— Start Document text —
Sunday, July 25, 2021


Issue 575: My Favorite Star Parties, Deep South Regional Star Gaze 2000


M15, star of Unk's DSRSG 2000 (Edge 800 on Advanced VX mount)...
Well, muchachos, I tried. Yes, I was anxious to get my Celestron Advanced VX telescope mount under the stars to see if she was really OK, but it was hopeless... 

“What h-a-i-l is Unk goin’ on about now? 

If you read the last installment of the AstroBlog, you know a five-year-old, deteriorated Telegizmos scope cover resulted in my beloved AVX taking a bath thanks to an early morning thunderstorm.  I opened the mount up, dried her out, and tested her indoors. Seemed OK…but. The only true test would be an evening in the backyard. That will come. But obviously wouldn’t come before July ran out. The clouds. The Thunderstorms. The bugs. The heat. Uh-uh. No sir buddy.

And yet, I didn’t want to let another month elapse without a ‘blog entry. Now, last time, I said I was reluctant to take another trip to the nostalgia well. I thought that sucka was dry. But then I recalled I’ve never said a word about the 20th Century's final edition of one of my favorite star parties, the Deep South Regional Star Gaze.

Then as now, star parties can iffy things weather-wise no matter the time of year. Especially in this part of the county, the Southeast. But Miss D. and I had high hopes for 2000’s DSRSG, the 18th edition of the nearby event.  After two years of so-so observing, and 1999’s complete and utter rain-out, surely the weather gods would throw us a bone. Wouldn’t they?

And, indeed, it looked as if conditions might be—I was almost afraid to think it and jinx it—fantastic for the long star party weekend. October 2000 began with unseasonably cool and dry weather. But, wouldn’t you know it? As the date for DSRSG approached (October 25- 29), the cotton-pickin' weather pattern returned to the more familiar clouds and humidity. The result being I definitely broke a sweat on star party Thursday morning as I was loading up the good, ol’ Toyota Camry.
— End Document text —
— Start Data provided —
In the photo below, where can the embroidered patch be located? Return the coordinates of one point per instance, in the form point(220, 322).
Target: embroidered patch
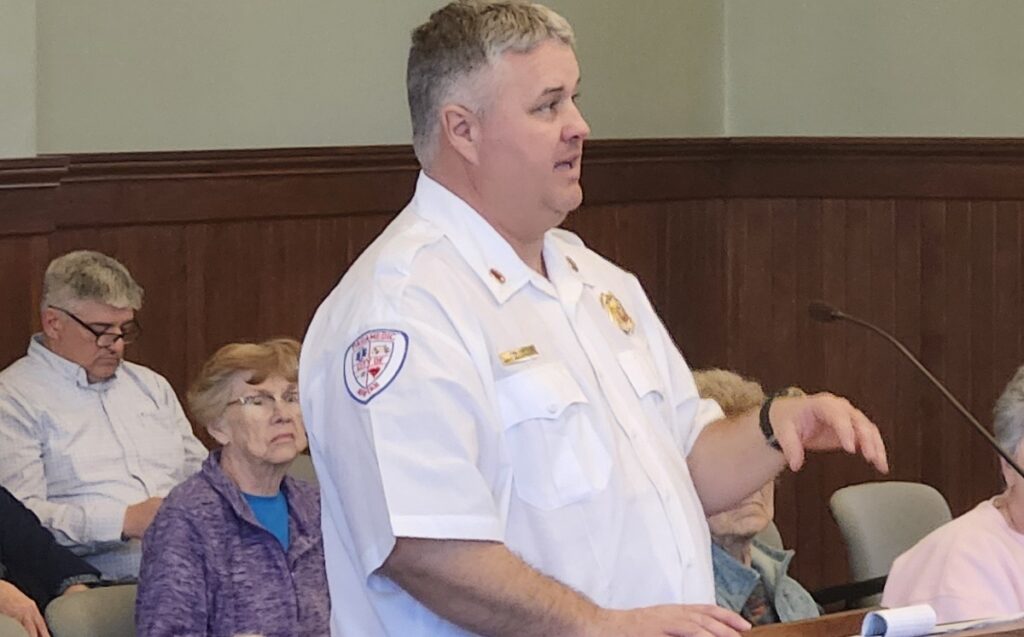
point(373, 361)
— End Data provided —
**Written task 1**
Which conditions does the star party blog post above name as keeping the repaired mount from a backyard test before July ran out?
**Written task 2**
Pick up the star party blog post after its final sentence and write what comes next.

**Written response 1**
The clouds, the thunderstorms, the bugs, and the heat.

**Written response 2**
What did I load? I was after photons, visual photons, this time, not astrophotos. So, in the vehicle went my time-honored 12.5-inch truss tube Dobsonian, Old Betsy. I brought along a second scope too, my little Celestron (Synta) Short Tube 80 f/5 refractor ("Woodstock") on his EQ-1 mount. If the sky cooperated, I thought he might give me some of the wide-field deep sky vistas I craved. “If.” 

There were also all the things I took along during my go-go days of star partying: EZ-up tent canopy, camp table, ice chest, eyepiece box, etc., etc. What? No laptop. Nope. At this time Luddite Unk was still using printed atlases, namely Sky Atlas 2000 and Herald-Bobroff.

Yeah, it was a hot and humid and not atypical Gulf Coast morning when I set out for the site of the star party, which in them days was held at McComb, Mississippi’s Percy Quin State Park (in the sparsely populated Pine Belt).  “Wait a minute, Unk! When you set out?! What about Miss Dorothy?” At this time, Dorothy was at the height of her distinguished career at the university, and business there kept her from motoring to the park with me for that first day of DSRSG. Instead, she planned to drive up with my friend and observing companion, Pat Rochford, on day two, Friday.

The old but well-remembered DSRSG field...
Anyhoo, when I hit Highway 98 for Percy Quin it was warmer than I’d have liked, but there were only a few clouds scudding across the sky on a morning that suggested Spring rather than Winter was on the way. After a reasonably pleasant 3-hour journey despite being all by my lonesome, I arrived at the Park’s "group camp,” site of DSRSG 18, unloaded the gear, and set up Old Betsy as quickly as I could. Despite the warm weather, October was dying, and sunset wouldn’t be long in coming.

By the time I finished, I hadn’t just broken a sweat; I was drenched, but the sky was holding. My next stop, the cabins, was a prime attraction of the Percy Quin site. Actually, “cabins,” a word conjuring drafty, decrepit boy scout chickies, is not an apt description. These cabins were modern, usually clean, comparatively comfortable, and featured central air-conditioning and heating. Best of all, perhaps, they were within easy walking distance of the observing field, a football field-sized expanse of grass ringed by pine trees.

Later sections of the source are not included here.